La consigne
Filtrez les entrées ci-dessous et recopiez chaque ligne où figure le mot « panel ». Tenez compte de la casse.
-=-=-
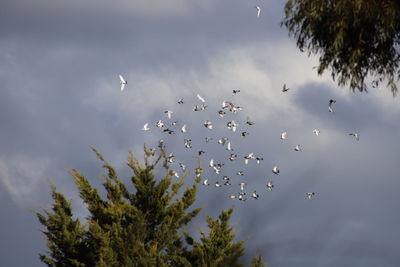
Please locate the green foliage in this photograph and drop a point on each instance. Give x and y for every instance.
(353, 38)
(140, 228)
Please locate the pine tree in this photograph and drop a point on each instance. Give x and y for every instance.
(353, 38)
(140, 228)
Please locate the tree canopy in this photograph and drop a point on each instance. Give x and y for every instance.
(354, 39)
(145, 227)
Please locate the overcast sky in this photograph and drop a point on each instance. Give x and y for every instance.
(60, 62)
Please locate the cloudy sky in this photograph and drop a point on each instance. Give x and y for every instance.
(59, 94)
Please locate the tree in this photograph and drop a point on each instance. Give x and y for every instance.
(353, 38)
(141, 228)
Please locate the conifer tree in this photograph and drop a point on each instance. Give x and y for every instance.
(352, 38)
(140, 228)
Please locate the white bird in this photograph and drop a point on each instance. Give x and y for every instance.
(297, 148)
(255, 195)
(249, 122)
(356, 135)
(242, 185)
(232, 157)
(284, 88)
(183, 129)
(169, 113)
(229, 147)
(270, 186)
(208, 124)
(200, 98)
(275, 170)
(123, 82)
(232, 125)
(258, 11)
(160, 124)
(146, 127)
(330, 109)
(248, 157)
(310, 195)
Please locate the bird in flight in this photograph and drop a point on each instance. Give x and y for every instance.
(284, 88)
(146, 127)
(123, 82)
(356, 135)
(331, 101)
(258, 11)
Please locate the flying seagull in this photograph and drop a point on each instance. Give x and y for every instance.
(146, 127)
(284, 88)
(356, 135)
(208, 124)
(275, 170)
(331, 101)
(310, 195)
(258, 11)
(200, 98)
(123, 82)
(169, 113)
(255, 195)
(183, 129)
(270, 186)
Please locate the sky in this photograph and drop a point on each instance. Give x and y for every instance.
(60, 62)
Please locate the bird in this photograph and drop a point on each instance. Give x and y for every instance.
(160, 124)
(229, 147)
(200, 98)
(284, 88)
(297, 148)
(249, 122)
(270, 186)
(146, 127)
(208, 124)
(222, 140)
(310, 195)
(187, 143)
(169, 113)
(232, 157)
(183, 166)
(242, 185)
(248, 157)
(232, 125)
(331, 101)
(207, 139)
(258, 11)
(255, 195)
(356, 135)
(123, 82)
(183, 129)
(275, 170)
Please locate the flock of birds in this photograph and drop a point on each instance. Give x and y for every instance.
(171, 127)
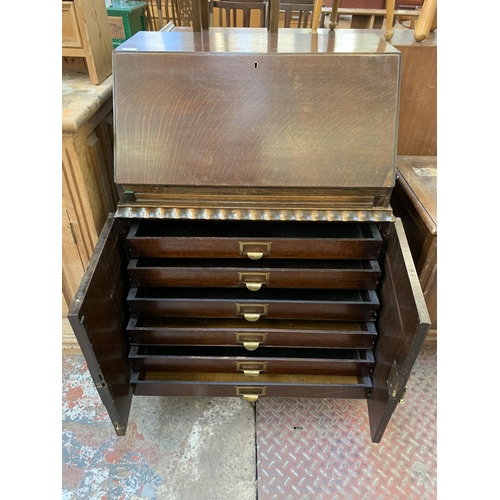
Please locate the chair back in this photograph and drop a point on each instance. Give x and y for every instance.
(230, 9)
(297, 11)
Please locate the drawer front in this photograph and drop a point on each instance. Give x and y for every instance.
(71, 37)
(346, 305)
(254, 240)
(251, 336)
(345, 274)
(268, 385)
(252, 364)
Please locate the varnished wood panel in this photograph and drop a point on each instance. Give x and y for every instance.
(231, 332)
(233, 240)
(224, 384)
(98, 316)
(403, 324)
(342, 305)
(265, 360)
(349, 274)
(89, 193)
(221, 117)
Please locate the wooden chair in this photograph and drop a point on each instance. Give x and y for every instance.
(302, 9)
(245, 6)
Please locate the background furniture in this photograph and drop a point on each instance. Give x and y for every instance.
(298, 13)
(126, 19)
(238, 13)
(89, 193)
(86, 38)
(414, 200)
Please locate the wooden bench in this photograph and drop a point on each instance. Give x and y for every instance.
(367, 18)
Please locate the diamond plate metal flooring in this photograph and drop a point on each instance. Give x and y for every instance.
(321, 449)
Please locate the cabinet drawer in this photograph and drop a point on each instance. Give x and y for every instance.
(339, 274)
(346, 305)
(250, 336)
(254, 239)
(252, 364)
(237, 384)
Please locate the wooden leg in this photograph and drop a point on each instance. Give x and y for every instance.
(318, 4)
(389, 6)
(434, 22)
(425, 20)
(333, 16)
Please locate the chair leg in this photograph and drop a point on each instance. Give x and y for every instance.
(318, 5)
(333, 18)
(427, 17)
(389, 16)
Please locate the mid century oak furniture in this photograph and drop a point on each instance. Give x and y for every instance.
(254, 252)
(86, 38)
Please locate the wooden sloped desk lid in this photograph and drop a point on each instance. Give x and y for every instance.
(286, 110)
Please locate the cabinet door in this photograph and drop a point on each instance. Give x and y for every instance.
(98, 316)
(402, 325)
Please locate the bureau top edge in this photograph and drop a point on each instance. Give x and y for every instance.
(256, 41)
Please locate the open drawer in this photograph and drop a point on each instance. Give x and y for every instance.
(225, 385)
(253, 364)
(343, 305)
(251, 335)
(99, 316)
(274, 273)
(254, 239)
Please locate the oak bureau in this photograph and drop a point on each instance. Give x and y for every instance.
(253, 252)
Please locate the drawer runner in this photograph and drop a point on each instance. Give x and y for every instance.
(343, 305)
(249, 336)
(254, 240)
(278, 273)
(268, 385)
(253, 364)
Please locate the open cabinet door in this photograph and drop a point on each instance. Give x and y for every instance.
(402, 325)
(98, 316)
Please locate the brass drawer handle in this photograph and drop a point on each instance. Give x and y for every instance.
(251, 394)
(252, 317)
(251, 341)
(253, 281)
(251, 368)
(255, 250)
(251, 312)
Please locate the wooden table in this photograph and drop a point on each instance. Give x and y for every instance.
(89, 193)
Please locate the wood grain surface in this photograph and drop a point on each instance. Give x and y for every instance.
(231, 118)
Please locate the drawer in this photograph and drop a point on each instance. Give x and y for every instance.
(252, 364)
(343, 305)
(250, 336)
(254, 239)
(277, 273)
(237, 384)
(71, 37)
(101, 320)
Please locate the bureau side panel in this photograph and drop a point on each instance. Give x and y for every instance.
(260, 120)
(402, 325)
(98, 316)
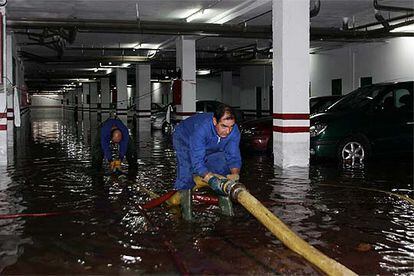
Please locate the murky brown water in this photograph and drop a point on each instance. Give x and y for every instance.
(102, 230)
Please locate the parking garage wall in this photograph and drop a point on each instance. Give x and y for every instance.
(256, 82)
(392, 60)
(209, 88)
(46, 101)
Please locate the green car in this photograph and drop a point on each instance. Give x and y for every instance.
(373, 120)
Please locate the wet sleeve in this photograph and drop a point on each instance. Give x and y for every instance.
(198, 150)
(232, 150)
(105, 139)
(123, 145)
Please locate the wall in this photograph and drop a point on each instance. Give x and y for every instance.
(250, 78)
(392, 60)
(46, 100)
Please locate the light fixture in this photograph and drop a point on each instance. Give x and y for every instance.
(196, 15)
(404, 29)
(203, 72)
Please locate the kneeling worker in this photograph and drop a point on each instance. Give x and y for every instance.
(113, 144)
(206, 145)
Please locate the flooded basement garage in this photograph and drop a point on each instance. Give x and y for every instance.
(59, 216)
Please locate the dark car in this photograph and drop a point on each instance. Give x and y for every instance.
(370, 121)
(320, 104)
(257, 134)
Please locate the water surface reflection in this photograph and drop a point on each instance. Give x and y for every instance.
(102, 229)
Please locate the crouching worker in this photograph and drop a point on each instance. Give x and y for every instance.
(207, 148)
(112, 145)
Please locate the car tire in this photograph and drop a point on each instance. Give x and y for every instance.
(166, 128)
(354, 151)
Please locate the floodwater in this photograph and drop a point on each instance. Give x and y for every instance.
(100, 228)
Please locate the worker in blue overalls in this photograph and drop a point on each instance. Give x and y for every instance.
(113, 145)
(206, 145)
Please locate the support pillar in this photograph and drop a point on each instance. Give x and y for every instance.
(122, 95)
(105, 98)
(3, 90)
(291, 83)
(79, 102)
(93, 92)
(227, 87)
(143, 95)
(186, 62)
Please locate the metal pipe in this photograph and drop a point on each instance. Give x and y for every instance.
(391, 8)
(145, 27)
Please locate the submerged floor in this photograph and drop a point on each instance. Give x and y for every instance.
(101, 229)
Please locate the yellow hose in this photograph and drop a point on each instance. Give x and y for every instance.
(289, 238)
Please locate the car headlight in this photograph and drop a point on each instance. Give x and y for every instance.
(317, 129)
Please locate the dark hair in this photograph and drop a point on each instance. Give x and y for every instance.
(221, 110)
(113, 130)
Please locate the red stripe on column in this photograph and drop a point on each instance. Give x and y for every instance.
(291, 116)
(290, 129)
(185, 113)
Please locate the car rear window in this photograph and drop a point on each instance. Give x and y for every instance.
(357, 99)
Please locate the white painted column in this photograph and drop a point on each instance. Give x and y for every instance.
(79, 105)
(105, 98)
(227, 87)
(291, 83)
(10, 81)
(86, 99)
(93, 92)
(186, 61)
(3, 90)
(143, 91)
(122, 95)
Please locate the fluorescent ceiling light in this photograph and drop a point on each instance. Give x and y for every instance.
(404, 29)
(203, 72)
(197, 15)
(237, 11)
(123, 65)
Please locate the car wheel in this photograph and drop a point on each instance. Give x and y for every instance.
(354, 151)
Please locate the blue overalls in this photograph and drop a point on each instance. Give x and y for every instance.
(106, 138)
(200, 150)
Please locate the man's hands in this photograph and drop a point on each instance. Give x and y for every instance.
(235, 177)
(115, 165)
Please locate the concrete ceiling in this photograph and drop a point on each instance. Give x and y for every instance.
(88, 48)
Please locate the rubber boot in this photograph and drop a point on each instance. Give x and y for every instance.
(186, 205)
(226, 206)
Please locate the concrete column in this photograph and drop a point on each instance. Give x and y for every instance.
(226, 87)
(93, 91)
(86, 99)
(186, 61)
(10, 81)
(122, 95)
(105, 98)
(3, 91)
(291, 83)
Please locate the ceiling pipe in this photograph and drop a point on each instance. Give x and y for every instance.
(382, 20)
(315, 10)
(145, 27)
(391, 8)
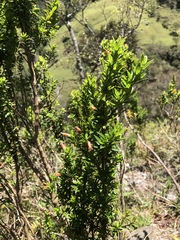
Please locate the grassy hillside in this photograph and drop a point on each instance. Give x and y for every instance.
(150, 32)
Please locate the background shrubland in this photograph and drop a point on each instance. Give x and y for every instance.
(89, 127)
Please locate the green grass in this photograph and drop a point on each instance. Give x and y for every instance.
(150, 32)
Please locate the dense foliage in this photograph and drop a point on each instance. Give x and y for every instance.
(61, 170)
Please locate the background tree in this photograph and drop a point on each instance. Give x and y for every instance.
(29, 121)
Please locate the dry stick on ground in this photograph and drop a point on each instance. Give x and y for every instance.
(153, 152)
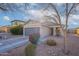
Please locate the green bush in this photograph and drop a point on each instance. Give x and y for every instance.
(51, 42)
(33, 38)
(30, 50)
(16, 30)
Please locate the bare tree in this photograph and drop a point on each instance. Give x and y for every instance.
(69, 9)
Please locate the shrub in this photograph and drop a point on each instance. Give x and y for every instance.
(30, 50)
(17, 30)
(33, 38)
(51, 42)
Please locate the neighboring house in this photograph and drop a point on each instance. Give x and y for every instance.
(42, 28)
(17, 22)
(4, 29)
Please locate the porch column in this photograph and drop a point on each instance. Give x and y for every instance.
(23, 31)
(54, 31)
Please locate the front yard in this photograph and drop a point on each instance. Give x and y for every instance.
(43, 49)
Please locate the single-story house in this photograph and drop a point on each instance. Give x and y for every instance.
(17, 22)
(43, 28)
(4, 28)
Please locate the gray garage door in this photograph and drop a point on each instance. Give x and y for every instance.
(33, 30)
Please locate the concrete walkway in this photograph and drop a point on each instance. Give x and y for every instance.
(72, 47)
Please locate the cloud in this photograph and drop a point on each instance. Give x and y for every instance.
(6, 18)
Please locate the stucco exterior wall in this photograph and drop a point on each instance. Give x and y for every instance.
(32, 24)
(44, 31)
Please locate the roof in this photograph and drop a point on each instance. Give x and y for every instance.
(32, 21)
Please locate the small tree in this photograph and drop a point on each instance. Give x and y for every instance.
(17, 30)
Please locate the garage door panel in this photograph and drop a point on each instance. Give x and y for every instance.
(29, 31)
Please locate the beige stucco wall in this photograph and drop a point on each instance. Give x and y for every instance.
(32, 24)
(44, 31)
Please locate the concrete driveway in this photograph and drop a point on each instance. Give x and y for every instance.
(12, 43)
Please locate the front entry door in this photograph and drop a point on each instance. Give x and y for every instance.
(52, 31)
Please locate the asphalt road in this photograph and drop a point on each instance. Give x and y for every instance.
(9, 44)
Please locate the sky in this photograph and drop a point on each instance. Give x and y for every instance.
(34, 11)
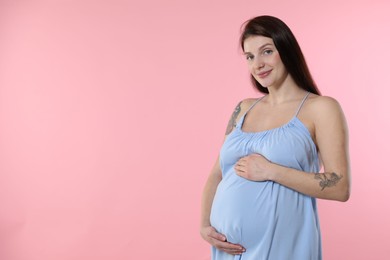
-=-=-
Exercice corrigé
Please locate the varnished wood panel in this photograph and drop a point on each instance. Give x and y for every instance.
Please locate the bureau side panel in this photograph and drop a point on each instance. Give x and y for every instance.
Please locate the garage door panel in this photograph and drop a point on each instance. Give x and y for every instance.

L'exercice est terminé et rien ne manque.